What the exercise asks ▸
Count how many lines in the items below contain the string "light". Treat uppercase and lowercase letters as different, and reply with the number alone.

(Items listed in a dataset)

------------------------------------------------------------

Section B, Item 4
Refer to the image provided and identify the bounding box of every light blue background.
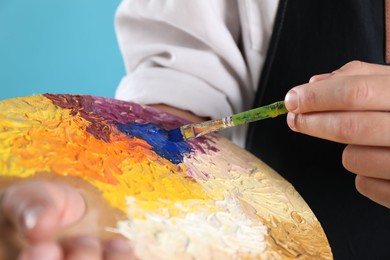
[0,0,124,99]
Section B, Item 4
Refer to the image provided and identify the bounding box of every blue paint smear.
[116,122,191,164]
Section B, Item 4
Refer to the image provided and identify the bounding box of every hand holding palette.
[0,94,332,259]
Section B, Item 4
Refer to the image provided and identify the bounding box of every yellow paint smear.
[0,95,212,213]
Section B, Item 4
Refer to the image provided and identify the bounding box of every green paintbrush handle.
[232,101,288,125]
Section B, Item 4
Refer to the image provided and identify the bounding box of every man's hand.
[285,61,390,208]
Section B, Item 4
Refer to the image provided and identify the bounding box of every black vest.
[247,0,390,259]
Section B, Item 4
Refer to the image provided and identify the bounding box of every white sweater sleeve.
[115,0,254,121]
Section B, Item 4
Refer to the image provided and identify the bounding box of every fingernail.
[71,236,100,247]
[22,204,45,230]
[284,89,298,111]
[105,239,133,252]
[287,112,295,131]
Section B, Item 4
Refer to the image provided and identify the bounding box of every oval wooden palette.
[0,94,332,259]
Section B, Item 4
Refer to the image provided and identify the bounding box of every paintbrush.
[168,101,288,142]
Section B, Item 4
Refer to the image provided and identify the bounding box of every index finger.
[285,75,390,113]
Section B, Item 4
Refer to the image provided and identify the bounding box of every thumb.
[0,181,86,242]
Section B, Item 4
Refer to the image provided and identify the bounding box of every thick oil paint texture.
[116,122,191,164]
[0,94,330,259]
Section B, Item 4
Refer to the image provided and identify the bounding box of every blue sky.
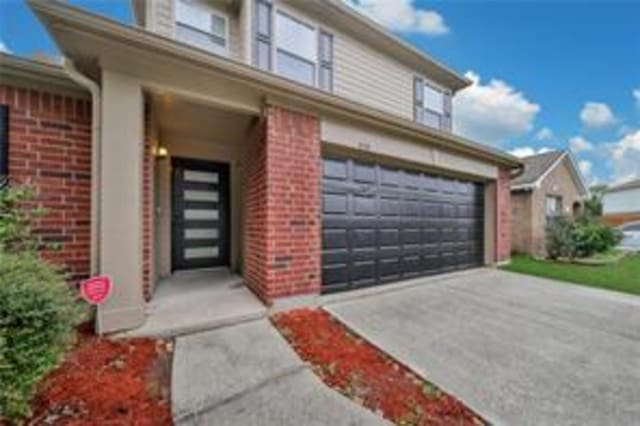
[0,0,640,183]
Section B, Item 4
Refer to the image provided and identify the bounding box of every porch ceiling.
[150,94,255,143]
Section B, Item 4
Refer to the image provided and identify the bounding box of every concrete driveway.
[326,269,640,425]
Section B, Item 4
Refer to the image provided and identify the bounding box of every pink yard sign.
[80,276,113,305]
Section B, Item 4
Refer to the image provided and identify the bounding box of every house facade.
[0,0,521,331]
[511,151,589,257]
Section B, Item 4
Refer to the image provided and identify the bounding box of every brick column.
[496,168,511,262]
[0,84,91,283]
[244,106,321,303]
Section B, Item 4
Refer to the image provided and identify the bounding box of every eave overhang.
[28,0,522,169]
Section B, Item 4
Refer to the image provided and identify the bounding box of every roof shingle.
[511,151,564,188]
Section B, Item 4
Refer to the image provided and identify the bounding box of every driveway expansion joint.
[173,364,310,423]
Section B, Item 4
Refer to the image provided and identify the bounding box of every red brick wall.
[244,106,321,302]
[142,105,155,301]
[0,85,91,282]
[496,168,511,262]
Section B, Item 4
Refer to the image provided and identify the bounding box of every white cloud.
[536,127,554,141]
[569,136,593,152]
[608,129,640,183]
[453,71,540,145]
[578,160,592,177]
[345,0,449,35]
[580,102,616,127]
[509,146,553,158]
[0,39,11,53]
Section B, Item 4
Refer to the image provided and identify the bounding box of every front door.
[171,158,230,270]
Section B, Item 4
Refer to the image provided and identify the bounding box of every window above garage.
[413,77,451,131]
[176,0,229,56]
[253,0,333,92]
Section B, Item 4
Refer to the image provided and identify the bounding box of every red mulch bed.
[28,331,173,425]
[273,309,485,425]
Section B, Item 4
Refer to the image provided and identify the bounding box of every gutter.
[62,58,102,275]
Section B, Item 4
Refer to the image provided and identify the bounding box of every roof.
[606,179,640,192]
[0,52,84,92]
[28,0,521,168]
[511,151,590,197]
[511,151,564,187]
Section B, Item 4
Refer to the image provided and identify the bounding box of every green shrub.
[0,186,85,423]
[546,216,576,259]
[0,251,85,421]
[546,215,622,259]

------------------------------------------------------------

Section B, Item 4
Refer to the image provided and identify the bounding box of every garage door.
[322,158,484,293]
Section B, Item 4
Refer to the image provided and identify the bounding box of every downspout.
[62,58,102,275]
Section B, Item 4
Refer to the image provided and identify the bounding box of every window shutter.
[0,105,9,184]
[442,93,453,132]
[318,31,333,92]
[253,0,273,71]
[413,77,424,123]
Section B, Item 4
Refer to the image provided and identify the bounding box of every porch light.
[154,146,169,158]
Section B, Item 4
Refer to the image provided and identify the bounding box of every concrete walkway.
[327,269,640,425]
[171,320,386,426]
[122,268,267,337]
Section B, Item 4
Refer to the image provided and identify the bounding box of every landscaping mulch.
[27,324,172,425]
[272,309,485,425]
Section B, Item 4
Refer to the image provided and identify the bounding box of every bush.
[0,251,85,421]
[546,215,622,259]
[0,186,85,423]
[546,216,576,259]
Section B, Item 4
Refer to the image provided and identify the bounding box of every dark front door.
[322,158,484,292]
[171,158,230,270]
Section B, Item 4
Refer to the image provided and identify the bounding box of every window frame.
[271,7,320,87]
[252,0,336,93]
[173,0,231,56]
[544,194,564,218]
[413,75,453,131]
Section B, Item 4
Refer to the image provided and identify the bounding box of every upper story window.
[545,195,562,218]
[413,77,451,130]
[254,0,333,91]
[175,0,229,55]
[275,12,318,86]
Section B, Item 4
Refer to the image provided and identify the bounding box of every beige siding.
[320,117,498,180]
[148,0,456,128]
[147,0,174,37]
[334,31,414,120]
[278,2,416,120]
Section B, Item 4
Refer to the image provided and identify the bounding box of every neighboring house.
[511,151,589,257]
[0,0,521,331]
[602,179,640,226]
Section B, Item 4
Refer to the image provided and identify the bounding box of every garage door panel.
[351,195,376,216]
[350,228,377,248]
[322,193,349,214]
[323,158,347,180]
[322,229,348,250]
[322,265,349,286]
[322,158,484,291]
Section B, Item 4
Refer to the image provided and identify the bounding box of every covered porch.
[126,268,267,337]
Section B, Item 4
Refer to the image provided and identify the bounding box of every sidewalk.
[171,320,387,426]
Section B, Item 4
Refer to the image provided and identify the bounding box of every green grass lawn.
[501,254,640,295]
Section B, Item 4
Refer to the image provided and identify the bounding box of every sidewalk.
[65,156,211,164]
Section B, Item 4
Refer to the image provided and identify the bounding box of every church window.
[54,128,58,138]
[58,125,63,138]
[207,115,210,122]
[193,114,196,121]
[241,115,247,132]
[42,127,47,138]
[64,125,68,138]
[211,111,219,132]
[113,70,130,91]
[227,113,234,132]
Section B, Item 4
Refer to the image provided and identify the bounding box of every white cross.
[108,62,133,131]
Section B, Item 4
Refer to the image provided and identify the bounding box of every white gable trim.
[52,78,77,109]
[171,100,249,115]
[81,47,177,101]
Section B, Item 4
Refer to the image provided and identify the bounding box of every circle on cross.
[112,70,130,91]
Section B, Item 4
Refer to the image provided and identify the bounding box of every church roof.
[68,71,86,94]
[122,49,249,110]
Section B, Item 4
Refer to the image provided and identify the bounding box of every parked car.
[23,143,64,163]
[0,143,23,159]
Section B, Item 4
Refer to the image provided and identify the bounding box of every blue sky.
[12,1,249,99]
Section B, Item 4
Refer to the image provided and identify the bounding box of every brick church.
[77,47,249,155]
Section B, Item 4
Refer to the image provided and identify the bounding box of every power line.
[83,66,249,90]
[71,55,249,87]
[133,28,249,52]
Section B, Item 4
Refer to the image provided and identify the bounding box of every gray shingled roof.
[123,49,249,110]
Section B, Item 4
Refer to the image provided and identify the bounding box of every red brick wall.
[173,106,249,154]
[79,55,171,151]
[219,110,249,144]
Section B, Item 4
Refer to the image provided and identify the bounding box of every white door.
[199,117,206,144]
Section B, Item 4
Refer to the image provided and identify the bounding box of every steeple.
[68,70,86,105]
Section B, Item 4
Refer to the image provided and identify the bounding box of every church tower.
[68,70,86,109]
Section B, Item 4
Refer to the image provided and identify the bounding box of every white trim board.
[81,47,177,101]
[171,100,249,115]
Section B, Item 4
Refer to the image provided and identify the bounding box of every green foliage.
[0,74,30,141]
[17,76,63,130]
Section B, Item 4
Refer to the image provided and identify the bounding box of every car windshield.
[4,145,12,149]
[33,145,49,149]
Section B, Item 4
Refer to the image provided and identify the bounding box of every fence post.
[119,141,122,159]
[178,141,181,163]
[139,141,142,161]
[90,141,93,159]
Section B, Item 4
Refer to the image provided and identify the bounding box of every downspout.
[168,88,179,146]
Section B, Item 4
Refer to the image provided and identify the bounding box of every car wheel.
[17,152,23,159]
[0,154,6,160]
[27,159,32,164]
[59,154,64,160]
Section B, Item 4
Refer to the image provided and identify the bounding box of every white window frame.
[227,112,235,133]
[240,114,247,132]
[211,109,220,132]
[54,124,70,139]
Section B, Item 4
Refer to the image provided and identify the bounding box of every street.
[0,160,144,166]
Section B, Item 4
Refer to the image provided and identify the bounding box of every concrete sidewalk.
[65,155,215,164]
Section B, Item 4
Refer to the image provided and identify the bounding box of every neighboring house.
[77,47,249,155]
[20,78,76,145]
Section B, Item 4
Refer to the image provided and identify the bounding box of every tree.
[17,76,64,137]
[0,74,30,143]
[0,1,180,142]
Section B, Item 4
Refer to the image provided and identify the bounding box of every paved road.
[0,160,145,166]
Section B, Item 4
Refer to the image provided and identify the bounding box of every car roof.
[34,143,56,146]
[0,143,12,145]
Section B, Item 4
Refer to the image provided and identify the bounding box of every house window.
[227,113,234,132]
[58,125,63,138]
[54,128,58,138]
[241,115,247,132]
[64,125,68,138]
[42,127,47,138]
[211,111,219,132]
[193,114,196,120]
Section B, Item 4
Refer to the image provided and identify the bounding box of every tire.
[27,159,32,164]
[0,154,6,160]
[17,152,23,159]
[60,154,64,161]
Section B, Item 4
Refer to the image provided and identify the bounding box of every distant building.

------------------------------------------------------------

Task result ▸
2